(Records excerpted from a collection)
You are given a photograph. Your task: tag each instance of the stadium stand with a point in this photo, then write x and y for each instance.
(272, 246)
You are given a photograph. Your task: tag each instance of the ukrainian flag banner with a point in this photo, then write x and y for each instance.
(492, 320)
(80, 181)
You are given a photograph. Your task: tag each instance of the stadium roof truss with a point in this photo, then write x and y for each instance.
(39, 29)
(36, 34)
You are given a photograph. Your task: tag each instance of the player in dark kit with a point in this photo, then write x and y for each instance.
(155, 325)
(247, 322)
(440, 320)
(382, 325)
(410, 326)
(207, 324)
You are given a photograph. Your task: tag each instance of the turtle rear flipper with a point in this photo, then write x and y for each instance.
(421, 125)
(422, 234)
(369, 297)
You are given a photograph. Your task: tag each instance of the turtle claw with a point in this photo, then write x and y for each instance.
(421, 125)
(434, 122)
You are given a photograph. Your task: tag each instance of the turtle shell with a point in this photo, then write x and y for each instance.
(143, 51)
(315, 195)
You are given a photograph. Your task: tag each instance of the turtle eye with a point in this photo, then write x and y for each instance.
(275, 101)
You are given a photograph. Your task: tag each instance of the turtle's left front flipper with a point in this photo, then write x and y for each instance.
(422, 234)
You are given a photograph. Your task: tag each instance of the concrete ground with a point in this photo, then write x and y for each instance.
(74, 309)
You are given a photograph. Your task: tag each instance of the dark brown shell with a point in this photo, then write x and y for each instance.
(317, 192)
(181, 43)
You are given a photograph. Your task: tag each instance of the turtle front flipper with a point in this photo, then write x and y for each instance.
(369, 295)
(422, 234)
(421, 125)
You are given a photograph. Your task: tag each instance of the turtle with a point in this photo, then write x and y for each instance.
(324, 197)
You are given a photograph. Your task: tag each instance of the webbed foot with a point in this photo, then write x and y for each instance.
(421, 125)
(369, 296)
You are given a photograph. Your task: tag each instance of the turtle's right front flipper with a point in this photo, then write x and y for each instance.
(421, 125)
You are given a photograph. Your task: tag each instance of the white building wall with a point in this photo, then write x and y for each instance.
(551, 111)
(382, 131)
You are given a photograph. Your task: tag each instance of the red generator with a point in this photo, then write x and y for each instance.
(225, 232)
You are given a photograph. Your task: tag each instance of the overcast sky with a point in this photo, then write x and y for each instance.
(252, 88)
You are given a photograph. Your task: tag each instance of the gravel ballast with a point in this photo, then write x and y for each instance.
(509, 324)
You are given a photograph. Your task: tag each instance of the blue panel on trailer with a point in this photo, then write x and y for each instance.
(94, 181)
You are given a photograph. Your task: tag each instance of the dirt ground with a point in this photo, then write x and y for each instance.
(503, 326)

## Problem statement
Return the lines above, from the one containing "the turtle's right" to the end, exactly as they stand.

## Final result
You are given a photograph. Your task: tag each instance of the turtle's right front flipper with a point in this photo, then write x and y for each instance.
(421, 125)
You are given a photograph. Your task: tag each instance of the white building wall with a point in this photo, then write x and y for each instance.
(551, 111)
(382, 131)
You are given a photograph. Your task: tag each instance of the red generator with a point in this photo, then write x and y for each instance.
(225, 232)
You are given a photograph. Your task: tag each instance of the overcast sky with a point in this photo, then write x and y for each instance.
(252, 88)
You are given a photograph. Your task: tag each instance of the gravel ballast with a point in this photo, then write x and y for each instance.
(509, 324)
You are given a photograph. Your task: tag each instance of the blue panel on trailer with a point in this photo, then write x and y for each instance.
(94, 181)
You are given a photograph. Your task: tag each instance of the dirt ground with a point in this photo, then write x and y for each instance.
(503, 326)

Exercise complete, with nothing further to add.